#### EXERCISE PROMPT
All material below is to be reproduced exactly.
Start of THE RECORDS
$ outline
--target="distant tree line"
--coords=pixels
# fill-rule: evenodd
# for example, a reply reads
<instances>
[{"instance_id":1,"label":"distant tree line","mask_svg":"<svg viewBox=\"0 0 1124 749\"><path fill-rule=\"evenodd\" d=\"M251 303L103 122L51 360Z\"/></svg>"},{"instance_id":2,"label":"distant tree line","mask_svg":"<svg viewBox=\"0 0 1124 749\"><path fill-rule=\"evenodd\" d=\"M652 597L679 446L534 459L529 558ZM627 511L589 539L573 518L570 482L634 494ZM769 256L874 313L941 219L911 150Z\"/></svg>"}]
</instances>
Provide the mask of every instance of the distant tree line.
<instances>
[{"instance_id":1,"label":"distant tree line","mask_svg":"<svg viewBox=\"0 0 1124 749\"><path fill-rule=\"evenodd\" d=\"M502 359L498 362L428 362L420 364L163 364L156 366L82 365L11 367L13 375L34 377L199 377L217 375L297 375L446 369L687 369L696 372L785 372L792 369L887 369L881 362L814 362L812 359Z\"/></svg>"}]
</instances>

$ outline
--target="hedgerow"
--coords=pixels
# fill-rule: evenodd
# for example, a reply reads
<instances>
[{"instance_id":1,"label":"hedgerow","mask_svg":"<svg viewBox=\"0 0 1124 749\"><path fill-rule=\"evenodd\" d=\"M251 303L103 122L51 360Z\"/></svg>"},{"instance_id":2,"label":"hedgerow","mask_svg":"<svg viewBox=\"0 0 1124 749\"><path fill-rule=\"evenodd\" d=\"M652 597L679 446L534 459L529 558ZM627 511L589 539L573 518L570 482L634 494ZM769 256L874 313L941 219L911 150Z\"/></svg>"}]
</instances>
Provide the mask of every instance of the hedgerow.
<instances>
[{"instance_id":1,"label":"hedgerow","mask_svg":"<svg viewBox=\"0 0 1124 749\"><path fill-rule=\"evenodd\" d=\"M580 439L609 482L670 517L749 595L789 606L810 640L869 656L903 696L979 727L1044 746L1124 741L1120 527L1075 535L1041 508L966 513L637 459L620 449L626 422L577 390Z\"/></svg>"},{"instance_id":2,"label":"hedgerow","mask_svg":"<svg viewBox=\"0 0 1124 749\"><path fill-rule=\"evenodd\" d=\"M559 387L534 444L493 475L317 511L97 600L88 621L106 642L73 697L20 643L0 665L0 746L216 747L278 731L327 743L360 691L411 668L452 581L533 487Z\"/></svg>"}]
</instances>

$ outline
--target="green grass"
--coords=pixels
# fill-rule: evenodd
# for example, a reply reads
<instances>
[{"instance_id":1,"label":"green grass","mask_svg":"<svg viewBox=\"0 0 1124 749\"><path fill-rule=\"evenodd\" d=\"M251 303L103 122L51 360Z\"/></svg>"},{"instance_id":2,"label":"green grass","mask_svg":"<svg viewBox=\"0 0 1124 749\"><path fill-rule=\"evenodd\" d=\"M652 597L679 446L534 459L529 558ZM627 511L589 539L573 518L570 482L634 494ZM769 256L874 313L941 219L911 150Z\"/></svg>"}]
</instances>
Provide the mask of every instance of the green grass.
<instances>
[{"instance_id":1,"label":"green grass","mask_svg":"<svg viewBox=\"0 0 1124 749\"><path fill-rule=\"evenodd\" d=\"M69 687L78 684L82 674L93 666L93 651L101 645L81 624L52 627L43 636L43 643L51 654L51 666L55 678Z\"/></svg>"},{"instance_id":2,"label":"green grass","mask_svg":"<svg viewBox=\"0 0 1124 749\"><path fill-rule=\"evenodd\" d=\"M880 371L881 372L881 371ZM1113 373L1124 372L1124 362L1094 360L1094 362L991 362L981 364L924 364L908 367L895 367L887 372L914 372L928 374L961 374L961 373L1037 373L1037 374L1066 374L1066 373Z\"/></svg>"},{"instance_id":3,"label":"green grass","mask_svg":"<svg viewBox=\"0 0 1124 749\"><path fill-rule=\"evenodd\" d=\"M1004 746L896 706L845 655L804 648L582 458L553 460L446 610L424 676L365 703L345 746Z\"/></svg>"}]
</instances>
End of THE RECORDS
#### ANSWER TO THIS PROBLEM
$ outline
--target="distant tree line"
--coords=pixels
# fill-rule: evenodd
# for example, a reply reads
<instances>
[{"instance_id":1,"label":"distant tree line","mask_svg":"<svg viewBox=\"0 0 1124 749\"><path fill-rule=\"evenodd\" d=\"M251 303L103 122L51 360Z\"/></svg>"},{"instance_id":2,"label":"distant tree line","mask_svg":"<svg viewBox=\"0 0 1124 749\"><path fill-rule=\"evenodd\" d=\"M652 597L679 446L534 459L529 558ZM627 511L589 539L573 518L570 482L634 494ZM769 256L874 313L941 219L911 150Z\"/></svg>"}]
</instances>
Provide the mask of every instance of the distant tree line.
<instances>
[{"instance_id":1,"label":"distant tree line","mask_svg":"<svg viewBox=\"0 0 1124 749\"><path fill-rule=\"evenodd\" d=\"M502 359L498 362L428 362L420 364L163 364L156 366L82 365L11 367L13 375L34 377L199 377L217 375L297 375L446 369L687 369L696 372L785 372L792 369L887 369L881 362L814 362L812 359Z\"/></svg>"}]
</instances>

$ outline
--target="hedgerow"
--coords=pixels
# fill-rule: evenodd
# for example, a reply reads
<instances>
[{"instance_id":1,"label":"hedgerow","mask_svg":"<svg viewBox=\"0 0 1124 749\"><path fill-rule=\"evenodd\" d=\"M251 303L103 122L51 360Z\"/></svg>"},{"instance_id":2,"label":"hedgerow","mask_svg":"<svg viewBox=\"0 0 1124 749\"><path fill-rule=\"evenodd\" d=\"M652 597L679 446L534 459L529 558ZM627 511L589 539L573 518L570 482L634 494ZM769 256L874 313L941 219L911 150Z\"/></svg>"}]
</instances>
Provide the mask of every instance of the hedgerow.
<instances>
[{"instance_id":1,"label":"hedgerow","mask_svg":"<svg viewBox=\"0 0 1124 749\"><path fill-rule=\"evenodd\" d=\"M580 439L609 482L670 517L749 595L789 606L810 640L869 656L903 696L979 727L1044 746L1124 741L1120 527L1075 535L1041 508L966 513L637 459L620 449L626 422L577 390Z\"/></svg>"},{"instance_id":2,"label":"hedgerow","mask_svg":"<svg viewBox=\"0 0 1124 749\"><path fill-rule=\"evenodd\" d=\"M559 387L534 444L493 475L317 511L97 600L88 621L106 642L73 697L20 643L0 665L0 746L216 747L278 731L327 743L360 691L411 668L452 581L533 487Z\"/></svg>"}]
</instances>

$ outline
--target="green grass"
--coords=pixels
# fill-rule: evenodd
# for example, a reply reads
<instances>
[{"instance_id":1,"label":"green grass","mask_svg":"<svg viewBox=\"0 0 1124 749\"><path fill-rule=\"evenodd\" d=\"M251 303L103 122L51 360Z\"/></svg>"},{"instance_id":2,"label":"green grass","mask_svg":"<svg viewBox=\"0 0 1124 749\"><path fill-rule=\"evenodd\" d=\"M652 597L679 446L534 459L529 558ZM627 511L589 539L573 518L570 482L634 494ZM769 256L874 313L941 219L911 150Z\"/></svg>"}]
</instances>
Provide the mask of every instance of the green grass.
<instances>
[{"instance_id":1,"label":"green grass","mask_svg":"<svg viewBox=\"0 0 1124 749\"><path fill-rule=\"evenodd\" d=\"M69 687L78 684L82 674L93 666L93 651L101 645L81 624L52 627L43 636L43 643L51 654L51 666L55 678Z\"/></svg>"},{"instance_id":2,"label":"green grass","mask_svg":"<svg viewBox=\"0 0 1124 749\"><path fill-rule=\"evenodd\" d=\"M880 371L881 372L881 371ZM1113 373L1124 372L1124 362L1094 360L1094 362L991 362L981 364L924 364L908 367L895 367L887 372L914 372L928 374L961 374L961 373L1037 373L1037 374L1066 374L1066 373Z\"/></svg>"},{"instance_id":3,"label":"green grass","mask_svg":"<svg viewBox=\"0 0 1124 749\"><path fill-rule=\"evenodd\" d=\"M1004 746L896 706L845 655L804 648L582 458L553 460L446 610L424 676L365 703L345 746Z\"/></svg>"}]
</instances>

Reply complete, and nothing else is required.